§ DOCUMENT SECTION
________
A major facet of a person’s recovery from a heart attack involves change in diet. High-fat fast foods, much red meat and other lifelong favorites are often put on the forbidden list.
Forget the burgers at almost any quick-serve outlet. Forget many of the Far Eastern dishes you might have enjoyed. Following my cardiac event, we utilized the services of a nutritionist friend to revamp our diets. My wife figured a cardiac diet would do her well in many fitness aspects as well.
Our nutritionist confirmed diet’s importance in this situation, along with medication and exercise, as the keys to recovery. She gave us a guideline to look at as far as the fat content of a product is concerned.
“Three grams of fat — including all types – per 100 calories is what you need to look for,’’ she said.
Luckily, most products are now rid of man-made trans-fats, the leader in clogging a person’s arteries, but all the other fats that remain — saturated and unsaturated – can add up quickly. She also, along with my cardiologist, mentioned one fat which quite beneficial – the Omega 3 fatty-acid group, found in fish, especially salmon, and certain nuts like walnuts.
________
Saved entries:

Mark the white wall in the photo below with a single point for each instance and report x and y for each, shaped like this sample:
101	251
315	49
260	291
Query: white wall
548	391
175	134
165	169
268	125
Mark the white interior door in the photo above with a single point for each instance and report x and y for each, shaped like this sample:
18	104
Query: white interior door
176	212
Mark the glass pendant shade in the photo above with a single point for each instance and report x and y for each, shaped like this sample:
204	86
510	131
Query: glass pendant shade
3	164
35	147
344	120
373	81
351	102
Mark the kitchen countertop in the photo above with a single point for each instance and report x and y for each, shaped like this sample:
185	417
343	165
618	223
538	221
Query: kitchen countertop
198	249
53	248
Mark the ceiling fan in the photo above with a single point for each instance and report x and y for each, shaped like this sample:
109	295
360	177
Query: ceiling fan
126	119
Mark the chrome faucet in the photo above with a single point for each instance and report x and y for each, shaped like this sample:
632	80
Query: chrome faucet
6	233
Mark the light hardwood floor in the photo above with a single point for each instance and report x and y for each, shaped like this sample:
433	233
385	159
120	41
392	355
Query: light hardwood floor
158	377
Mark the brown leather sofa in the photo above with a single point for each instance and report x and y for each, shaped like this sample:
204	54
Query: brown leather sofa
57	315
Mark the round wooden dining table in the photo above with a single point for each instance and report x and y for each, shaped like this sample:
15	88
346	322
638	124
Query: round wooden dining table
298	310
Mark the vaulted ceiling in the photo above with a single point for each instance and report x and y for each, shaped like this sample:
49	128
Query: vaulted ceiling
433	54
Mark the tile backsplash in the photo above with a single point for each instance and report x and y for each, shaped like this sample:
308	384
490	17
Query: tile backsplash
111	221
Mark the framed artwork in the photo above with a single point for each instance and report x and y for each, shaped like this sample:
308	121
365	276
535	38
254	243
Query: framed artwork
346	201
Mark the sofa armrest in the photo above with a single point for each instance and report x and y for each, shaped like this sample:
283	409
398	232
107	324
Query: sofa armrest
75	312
________
§ APPLY WHAT YOU READ
a - Name the three things the nutritionist calls the keys to recovery in the heart-attack diet text.
b - Pick up the heart-attack diet text after its last sentence and carry it forward.

§ SET OF ANSWERS
a - Diet, medication, and exercise.

b -
For the recovering cardiac patient, the pitfalls are everywhere:
• A McDonald’s Big Mac, without cheese, has 576 calories, of which 292 are from fat. The product contains 32.5 grams of total fat — 50 percent of your daily requirement on a 2,000-calorie diet – 12 grams of saturated fat (60 percent), 103 milligrams of cholesterol (34 percent), 742 milligrams of sodium (31 percent) and 38.7 grams of total carbohydrates (13 percent). The consumer does get 31.8 grams of protein and 31 percent of his or her iron for the day.
• Taco Bell’s 7-Layer Burrito won’t fit a cardiac diet, either. It has 530 calories, of which 189 are from fat. Twenty-one grams of fat are 31 percent of a daily allowance. The product also contains 1,400 milligrams of sodium (58 percent). A person does get 18 grams of protein and 30 percent of calcium and 20 percent of iron required in a day. There also are 9 grams of dietary fiber, 36 percent of a daily requirement.
Many packaged and prepared foods have much too much fat and sodium for a cardiac diet. What would you instruct your patients to do? Use their imagination and food-preparation know-how?
Here are some tasty alternatives we have come up with in our house:
• A pizza made with a whole wheat crust (another subject worth discussion), non-fat mozzarella cheese, tomato sauce made with no salt and several vegetable toppings. A friend calls it “a healthy pizza.’’
• Salmon hot dogs with plenty of Omega 3 fatty acids. They are available in many stores and have 15 percent of the sodium one needs in day, but are a healthy alternative to regular franks.
• Hebrew National has a 97 percent fat-free kosher hot dog that has earned the American Heart Association dietary seal of approval.
• Coffee cakes made with whole-wheat flour and non-fat sour cream.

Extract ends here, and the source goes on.